Texte fourni.
★ ★ ★
Les Nouvelles Publications : Comment devient-on guide de haute montagne quand on est belge ?
Michel Frisque : A 18 ans, j’ai commencé à faire de l’escalade en Belgique, sur des falaises. La passion est venue. Une vocation en quelque sorte. Et je suis parti à Chamonix (Haute-Savoie), à l’Ecole nationale de ski et d’escalade pour passer mon diplôme de guide. Mais ils m’ont dit que j’étais trop jeune et sans liste de courses en montagne. Je suis revenu trois ans plus tard… Entre-temps, j’avais arpenté les falaises et les sommets. Et je suis devenu aspirant guide à 23 ans.
Quel chemin avez-vous suivi pour vous rendre des sommets des Alpes à l’Institut d’administration des entreprises (IAE) d’Aix-Marseille ?
Comme souvent dans la vie, je l’ai trouvé par hasard en faisant une rencontre. Une de mes premières clientes en tant que guide était enseignante à l’IAE. C’est elle qui m’a proposé de venir, en me parlant de leadership et en m’expliquant qu’elle trouvait des passerelles intéressantes entre ce que je faisais en montagne et le travail d’un chef d’entreprise.
Je suis arrivé à l’IAE il y a une trentaine d’années, d’abord pour y donner quelques séminaires. J’y suis toujours, comme maître de conférences.
Qu’enseignez-vous aux étudiants ?
★ ★ ★
Données enregistrées.

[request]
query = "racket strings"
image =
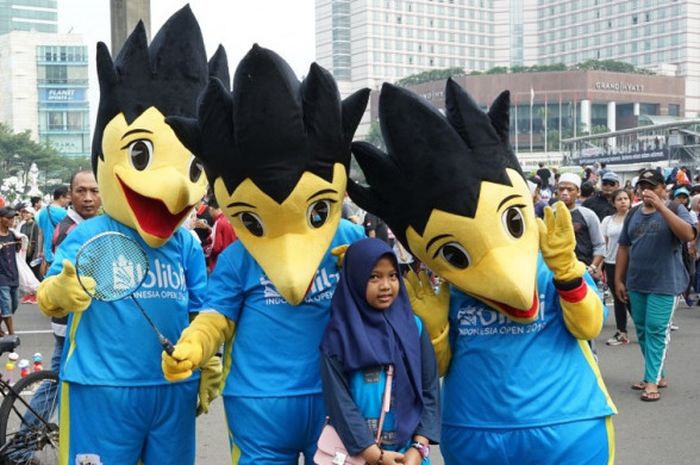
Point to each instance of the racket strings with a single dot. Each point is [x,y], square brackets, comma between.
★ ★ ★
Tâche à faire.
Indiquez si chaque affirmation ci-dessous correspond à l’entretien avec Michel Frisque, par oui ou non, en citant mot pour mot les termes de l’entretien qui tranchent.
(a) Il a commencé l’escalade à 18 ans, en Belgique.
(b) Il a été accepté dès sa première venue à l’école de Chamonix.
(c) Il est arrivé à l’IAE directement comme maître de conférences.

Réponse.
(a) Oui : « A 18 ans, j’ai commencé à faire de l’escalade en Belgique, sur des falaises. »
(b) Non : « Mais ils m’ont dit que j’étais trop jeune et sans liste de courses en montagne. »
(c) Non : « Je suis arrivé à l’IAE il y a une trentaine d’années, d’abord pour y donner quelques séminaires. »